---------- DATA FOR THIS TASK ----------

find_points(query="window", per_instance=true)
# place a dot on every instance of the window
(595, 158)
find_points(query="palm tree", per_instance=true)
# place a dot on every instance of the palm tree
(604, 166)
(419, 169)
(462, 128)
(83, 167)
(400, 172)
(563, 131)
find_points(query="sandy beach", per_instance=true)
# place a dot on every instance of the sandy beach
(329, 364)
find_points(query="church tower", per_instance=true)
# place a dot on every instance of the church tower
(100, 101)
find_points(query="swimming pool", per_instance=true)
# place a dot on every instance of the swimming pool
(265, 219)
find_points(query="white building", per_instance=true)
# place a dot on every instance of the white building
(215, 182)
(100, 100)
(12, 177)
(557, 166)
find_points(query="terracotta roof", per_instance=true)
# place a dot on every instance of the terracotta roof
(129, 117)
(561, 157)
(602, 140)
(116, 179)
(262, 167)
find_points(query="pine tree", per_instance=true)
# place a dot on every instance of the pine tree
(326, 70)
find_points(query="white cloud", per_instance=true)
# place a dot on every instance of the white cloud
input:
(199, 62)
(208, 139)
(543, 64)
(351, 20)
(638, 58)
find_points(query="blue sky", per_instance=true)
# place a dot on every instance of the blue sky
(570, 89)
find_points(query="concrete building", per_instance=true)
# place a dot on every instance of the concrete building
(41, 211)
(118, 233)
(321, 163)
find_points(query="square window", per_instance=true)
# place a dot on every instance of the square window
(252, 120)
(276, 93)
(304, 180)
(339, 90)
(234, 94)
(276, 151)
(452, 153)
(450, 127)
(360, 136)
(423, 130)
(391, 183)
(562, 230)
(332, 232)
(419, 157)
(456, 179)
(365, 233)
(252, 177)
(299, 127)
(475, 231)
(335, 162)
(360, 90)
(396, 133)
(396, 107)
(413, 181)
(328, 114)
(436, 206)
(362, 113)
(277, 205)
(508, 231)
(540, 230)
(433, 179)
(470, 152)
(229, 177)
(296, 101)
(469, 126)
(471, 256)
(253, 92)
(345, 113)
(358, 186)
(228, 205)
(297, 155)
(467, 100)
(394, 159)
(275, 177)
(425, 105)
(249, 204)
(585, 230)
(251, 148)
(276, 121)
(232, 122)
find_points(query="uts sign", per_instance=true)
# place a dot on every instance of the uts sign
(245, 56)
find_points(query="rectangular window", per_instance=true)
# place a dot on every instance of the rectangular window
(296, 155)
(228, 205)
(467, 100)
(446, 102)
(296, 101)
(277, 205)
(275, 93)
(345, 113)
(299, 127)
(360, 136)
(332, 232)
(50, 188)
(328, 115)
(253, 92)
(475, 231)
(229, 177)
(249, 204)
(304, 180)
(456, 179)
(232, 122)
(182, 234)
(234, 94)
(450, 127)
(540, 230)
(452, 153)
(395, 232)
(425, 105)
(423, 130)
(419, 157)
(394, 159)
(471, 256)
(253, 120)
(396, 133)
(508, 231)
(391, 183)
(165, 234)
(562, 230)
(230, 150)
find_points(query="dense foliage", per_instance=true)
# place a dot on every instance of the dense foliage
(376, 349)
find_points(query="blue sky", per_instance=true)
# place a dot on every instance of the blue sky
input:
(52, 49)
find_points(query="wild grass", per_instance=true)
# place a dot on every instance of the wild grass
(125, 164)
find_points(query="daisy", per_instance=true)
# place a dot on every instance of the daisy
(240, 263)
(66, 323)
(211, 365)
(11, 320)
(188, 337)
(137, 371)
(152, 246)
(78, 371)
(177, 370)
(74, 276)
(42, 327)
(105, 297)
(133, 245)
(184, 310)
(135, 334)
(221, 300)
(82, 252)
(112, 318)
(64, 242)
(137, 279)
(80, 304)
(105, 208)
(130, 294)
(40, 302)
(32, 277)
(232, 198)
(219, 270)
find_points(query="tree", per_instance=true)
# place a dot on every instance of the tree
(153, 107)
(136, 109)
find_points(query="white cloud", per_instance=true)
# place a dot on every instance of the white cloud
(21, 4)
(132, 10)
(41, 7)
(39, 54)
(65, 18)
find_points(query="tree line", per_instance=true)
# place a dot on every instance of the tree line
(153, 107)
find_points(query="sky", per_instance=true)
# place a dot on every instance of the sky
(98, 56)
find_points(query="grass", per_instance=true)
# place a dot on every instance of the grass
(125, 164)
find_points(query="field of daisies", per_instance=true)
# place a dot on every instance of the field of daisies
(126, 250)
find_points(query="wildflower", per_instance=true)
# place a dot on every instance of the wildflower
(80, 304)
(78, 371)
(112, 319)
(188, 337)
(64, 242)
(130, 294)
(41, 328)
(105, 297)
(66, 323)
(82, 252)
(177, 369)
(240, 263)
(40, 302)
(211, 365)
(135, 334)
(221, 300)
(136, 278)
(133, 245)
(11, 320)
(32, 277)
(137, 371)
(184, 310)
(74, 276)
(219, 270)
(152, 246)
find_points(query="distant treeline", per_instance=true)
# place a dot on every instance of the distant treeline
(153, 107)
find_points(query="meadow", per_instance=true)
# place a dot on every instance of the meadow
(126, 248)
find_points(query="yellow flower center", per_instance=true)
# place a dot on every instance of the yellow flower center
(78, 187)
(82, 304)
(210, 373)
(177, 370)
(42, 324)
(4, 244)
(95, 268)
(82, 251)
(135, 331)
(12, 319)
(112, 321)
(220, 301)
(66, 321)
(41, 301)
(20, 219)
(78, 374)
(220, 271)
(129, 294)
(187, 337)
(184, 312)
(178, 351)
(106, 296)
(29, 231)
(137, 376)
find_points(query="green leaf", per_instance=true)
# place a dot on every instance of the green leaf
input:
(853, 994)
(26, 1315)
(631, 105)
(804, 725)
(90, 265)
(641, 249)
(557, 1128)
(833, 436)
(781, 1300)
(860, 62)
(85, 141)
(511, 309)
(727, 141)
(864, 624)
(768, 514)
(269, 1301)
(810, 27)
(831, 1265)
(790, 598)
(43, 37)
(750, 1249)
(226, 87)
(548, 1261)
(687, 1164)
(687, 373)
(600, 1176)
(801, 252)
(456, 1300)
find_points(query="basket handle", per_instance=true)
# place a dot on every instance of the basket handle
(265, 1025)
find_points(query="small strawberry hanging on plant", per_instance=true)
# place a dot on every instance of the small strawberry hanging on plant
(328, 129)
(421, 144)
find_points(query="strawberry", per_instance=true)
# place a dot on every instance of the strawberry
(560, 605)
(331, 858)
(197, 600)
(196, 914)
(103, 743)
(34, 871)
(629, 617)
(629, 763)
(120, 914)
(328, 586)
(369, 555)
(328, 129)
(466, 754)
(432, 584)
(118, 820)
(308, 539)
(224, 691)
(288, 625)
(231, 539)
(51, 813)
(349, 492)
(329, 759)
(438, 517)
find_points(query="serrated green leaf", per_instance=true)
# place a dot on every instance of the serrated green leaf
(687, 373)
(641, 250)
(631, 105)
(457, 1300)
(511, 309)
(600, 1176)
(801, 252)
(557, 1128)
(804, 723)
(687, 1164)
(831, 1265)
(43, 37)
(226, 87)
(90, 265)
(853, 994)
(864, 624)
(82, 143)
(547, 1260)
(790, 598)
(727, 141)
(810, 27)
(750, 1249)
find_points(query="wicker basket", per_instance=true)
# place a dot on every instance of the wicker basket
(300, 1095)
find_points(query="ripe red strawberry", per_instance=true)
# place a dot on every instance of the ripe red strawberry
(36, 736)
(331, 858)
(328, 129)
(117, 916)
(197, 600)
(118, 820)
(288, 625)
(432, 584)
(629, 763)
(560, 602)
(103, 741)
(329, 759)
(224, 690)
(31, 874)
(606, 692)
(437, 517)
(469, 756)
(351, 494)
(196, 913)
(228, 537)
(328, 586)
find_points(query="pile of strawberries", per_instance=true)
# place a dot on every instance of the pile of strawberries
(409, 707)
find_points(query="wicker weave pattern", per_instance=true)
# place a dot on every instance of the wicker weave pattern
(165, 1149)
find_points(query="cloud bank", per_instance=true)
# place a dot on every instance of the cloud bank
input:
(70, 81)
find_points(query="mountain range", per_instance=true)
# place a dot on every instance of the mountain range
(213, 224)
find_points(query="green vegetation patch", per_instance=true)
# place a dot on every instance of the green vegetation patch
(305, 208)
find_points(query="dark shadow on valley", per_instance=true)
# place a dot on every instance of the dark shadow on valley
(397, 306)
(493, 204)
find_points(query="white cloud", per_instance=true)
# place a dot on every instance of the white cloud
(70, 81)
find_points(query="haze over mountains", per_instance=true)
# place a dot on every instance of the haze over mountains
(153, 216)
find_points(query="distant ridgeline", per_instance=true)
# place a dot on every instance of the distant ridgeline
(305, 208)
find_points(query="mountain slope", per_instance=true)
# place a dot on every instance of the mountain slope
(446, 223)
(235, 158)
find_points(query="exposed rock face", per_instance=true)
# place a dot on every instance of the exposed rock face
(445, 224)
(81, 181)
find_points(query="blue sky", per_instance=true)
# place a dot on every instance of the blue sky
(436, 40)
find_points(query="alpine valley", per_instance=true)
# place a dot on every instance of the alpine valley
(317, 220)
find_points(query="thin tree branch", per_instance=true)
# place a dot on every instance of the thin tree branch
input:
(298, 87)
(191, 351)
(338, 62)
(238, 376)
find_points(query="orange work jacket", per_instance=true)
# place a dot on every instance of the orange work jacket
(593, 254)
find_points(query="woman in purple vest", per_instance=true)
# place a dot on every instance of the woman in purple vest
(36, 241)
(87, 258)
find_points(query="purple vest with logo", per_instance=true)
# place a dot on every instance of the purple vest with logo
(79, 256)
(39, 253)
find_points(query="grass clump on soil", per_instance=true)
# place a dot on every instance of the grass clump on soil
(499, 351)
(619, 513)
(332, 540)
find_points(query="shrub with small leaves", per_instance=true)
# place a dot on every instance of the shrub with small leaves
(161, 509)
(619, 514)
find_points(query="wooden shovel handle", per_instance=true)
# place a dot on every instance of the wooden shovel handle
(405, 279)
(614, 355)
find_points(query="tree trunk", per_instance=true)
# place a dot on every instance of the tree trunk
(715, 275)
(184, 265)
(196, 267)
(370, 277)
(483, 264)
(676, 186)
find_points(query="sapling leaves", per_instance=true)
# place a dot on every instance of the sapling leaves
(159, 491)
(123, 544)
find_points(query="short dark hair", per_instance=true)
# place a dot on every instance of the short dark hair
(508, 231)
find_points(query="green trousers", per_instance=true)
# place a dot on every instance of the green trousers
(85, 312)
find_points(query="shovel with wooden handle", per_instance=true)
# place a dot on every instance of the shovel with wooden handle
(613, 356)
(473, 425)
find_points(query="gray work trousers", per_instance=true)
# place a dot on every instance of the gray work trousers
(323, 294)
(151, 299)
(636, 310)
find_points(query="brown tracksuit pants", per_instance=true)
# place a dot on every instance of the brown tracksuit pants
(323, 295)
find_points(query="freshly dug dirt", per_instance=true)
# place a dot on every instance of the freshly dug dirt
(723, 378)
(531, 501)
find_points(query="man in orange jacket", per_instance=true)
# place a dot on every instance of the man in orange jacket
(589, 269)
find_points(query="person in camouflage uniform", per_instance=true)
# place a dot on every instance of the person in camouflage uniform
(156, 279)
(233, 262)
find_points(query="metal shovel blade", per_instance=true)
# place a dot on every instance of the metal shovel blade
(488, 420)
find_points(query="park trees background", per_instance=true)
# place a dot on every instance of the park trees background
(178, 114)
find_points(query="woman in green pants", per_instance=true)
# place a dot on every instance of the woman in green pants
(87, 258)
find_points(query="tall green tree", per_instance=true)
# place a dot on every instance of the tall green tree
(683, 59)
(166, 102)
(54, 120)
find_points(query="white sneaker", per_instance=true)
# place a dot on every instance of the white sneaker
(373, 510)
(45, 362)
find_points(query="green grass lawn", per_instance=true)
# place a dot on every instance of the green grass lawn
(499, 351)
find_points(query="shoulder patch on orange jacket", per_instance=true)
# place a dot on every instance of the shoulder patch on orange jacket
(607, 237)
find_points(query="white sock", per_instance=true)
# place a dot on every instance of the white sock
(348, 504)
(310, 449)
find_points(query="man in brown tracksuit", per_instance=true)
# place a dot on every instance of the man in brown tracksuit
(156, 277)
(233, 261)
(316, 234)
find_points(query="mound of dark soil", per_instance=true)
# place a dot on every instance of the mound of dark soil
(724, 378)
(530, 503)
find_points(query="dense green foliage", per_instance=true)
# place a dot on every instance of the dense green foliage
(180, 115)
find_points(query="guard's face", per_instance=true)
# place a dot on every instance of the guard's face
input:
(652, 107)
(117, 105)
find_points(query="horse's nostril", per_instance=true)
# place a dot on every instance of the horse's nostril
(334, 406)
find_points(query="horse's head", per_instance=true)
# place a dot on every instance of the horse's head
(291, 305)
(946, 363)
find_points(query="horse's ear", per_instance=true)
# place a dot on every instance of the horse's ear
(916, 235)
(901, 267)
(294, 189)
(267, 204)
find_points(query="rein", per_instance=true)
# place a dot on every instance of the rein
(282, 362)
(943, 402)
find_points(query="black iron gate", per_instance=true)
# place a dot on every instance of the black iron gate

----------

## OBJECTIVE
How many lines of the records above contain the string "square"? Treat uppercase and lowercase as different, and give only the number.

## OUTPUT OF THE TASK
2